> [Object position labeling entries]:

——

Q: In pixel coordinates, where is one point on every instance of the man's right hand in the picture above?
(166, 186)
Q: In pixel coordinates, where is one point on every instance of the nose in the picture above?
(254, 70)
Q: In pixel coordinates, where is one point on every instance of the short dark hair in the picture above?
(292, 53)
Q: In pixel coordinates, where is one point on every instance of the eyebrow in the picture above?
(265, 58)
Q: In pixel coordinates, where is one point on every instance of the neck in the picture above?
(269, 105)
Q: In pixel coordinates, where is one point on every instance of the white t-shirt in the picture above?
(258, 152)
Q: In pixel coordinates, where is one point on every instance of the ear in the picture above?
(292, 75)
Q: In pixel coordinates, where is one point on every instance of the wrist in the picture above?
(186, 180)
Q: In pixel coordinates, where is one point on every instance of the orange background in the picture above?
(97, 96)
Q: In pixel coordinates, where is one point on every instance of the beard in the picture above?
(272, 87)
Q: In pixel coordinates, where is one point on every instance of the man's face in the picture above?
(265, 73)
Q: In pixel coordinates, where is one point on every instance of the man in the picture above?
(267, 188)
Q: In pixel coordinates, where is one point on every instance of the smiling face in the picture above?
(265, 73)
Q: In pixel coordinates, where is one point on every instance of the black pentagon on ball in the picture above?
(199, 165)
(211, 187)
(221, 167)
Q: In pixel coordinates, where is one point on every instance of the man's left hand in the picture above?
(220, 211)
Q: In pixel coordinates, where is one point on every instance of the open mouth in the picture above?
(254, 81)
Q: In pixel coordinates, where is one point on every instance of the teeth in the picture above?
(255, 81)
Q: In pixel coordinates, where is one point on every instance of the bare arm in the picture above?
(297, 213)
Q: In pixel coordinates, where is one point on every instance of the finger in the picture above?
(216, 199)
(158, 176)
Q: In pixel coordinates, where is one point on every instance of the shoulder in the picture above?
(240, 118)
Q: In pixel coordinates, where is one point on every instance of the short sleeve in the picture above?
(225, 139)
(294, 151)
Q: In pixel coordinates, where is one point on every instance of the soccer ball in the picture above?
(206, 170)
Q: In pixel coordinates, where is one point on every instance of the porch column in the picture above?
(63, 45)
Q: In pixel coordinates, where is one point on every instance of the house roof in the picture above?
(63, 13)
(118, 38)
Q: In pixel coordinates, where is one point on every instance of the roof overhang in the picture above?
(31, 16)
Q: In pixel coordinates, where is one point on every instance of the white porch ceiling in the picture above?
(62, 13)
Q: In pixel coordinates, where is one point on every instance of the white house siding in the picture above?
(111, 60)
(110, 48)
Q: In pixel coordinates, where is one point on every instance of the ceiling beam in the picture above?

——

> [WHAT IS NEEDED]: Transcribe the material above in its entirety. Match it exactly.

> [COMPLETED TASK]:
Q: In pixel coordinates, where is one point on every instance of the man's right hand in the picture above?
(166, 186)
Q: In pixel coordinates, where is one point on every instance of the nose in the picture above?
(254, 70)
Q: In pixel coordinates, where is one point on every instance of the short dark hair in the picture above?
(292, 53)
Q: In pixel coordinates, where is one point on every instance of the eyebrow in the picture above?
(265, 58)
Q: In pixel coordinates, where is one point on every instance of the neck in the picture above?
(269, 105)
Q: In pixel coordinates, where is one point on every instance of the white t-shirt in the picture above?
(258, 152)
Q: In pixel coordinates, where is one point on every instance of the ear in the picture above?
(292, 75)
Q: In pixel coordinates, where is one point on every instance of the wrist in the picture above?
(186, 180)
Q: In pixel coordinates, where is one point on every instance of the orange background in the picture above?
(97, 96)
Q: In pixel coordinates, where is one point on every instance of the beard in the picture above?
(272, 87)
Q: In pixel coordinates, where is one point on every instance of the man's face in the picture above?
(265, 73)
Q: In pixel coordinates, where is one point on every instance of the man in the picture above?
(267, 188)
Q: In pixel coordinates, where is one point on every instance of the smiling face in the picture above?
(265, 73)
Q: In pixel coordinates, where is one point on every instance of the black pentagon on ball in the picture above?
(199, 165)
(211, 187)
(221, 167)
Q: In pixel coordinates, where is one point on every instance of the man's left hand in the picture above?
(220, 211)
Q: In pixel coordinates, where is one point on every instance of the open mouth in the picture above?
(254, 81)
Q: In pixel coordinates, where is one point on every instance of the teeth in the picture above?
(255, 81)
Q: In pixel coordinates, where is one point on every instance of the bare arm in the picture above?
(297, 213)
Q: In pixel coordinates, where is one point on every instance of the finger in the picture above?
(216, 199)
(158, 176)
Q: In pixel coordinates, where is one point on every instance of the shoulder in the picture above?
(240, 118)
Q: In pixel coordinates, where is one point on every instance of the short sleeve in the picture above?
(225, 139)
(294, 151)
Q: In pixel coordinates, where is one point on every instance of the soccer ball in the picture above?
(206, 170)
Q: In pixel coordinates, where is one point on every instance of the porch column in the picture above?
(63, 45)
Q: In pixel coordinates, where is one point on every instance of the house roof in the picture above?
(63, 13)
(118, 38)
Q: In pixel coordinates, where is one point on every instance of the roof overhang in the picture above?
(31, 16)
Q: In pixel coordinates, where is one point on every instance of the white porch ceiling in the picture above?
(62, 13)
Q: In pixel coordinates, where is one point on every instance of the white house siding in the picture above?
(111, 60)
(110, 48)
Q: In pixel coordinates, where is one point on every instance of the ceiling beam in the picture above?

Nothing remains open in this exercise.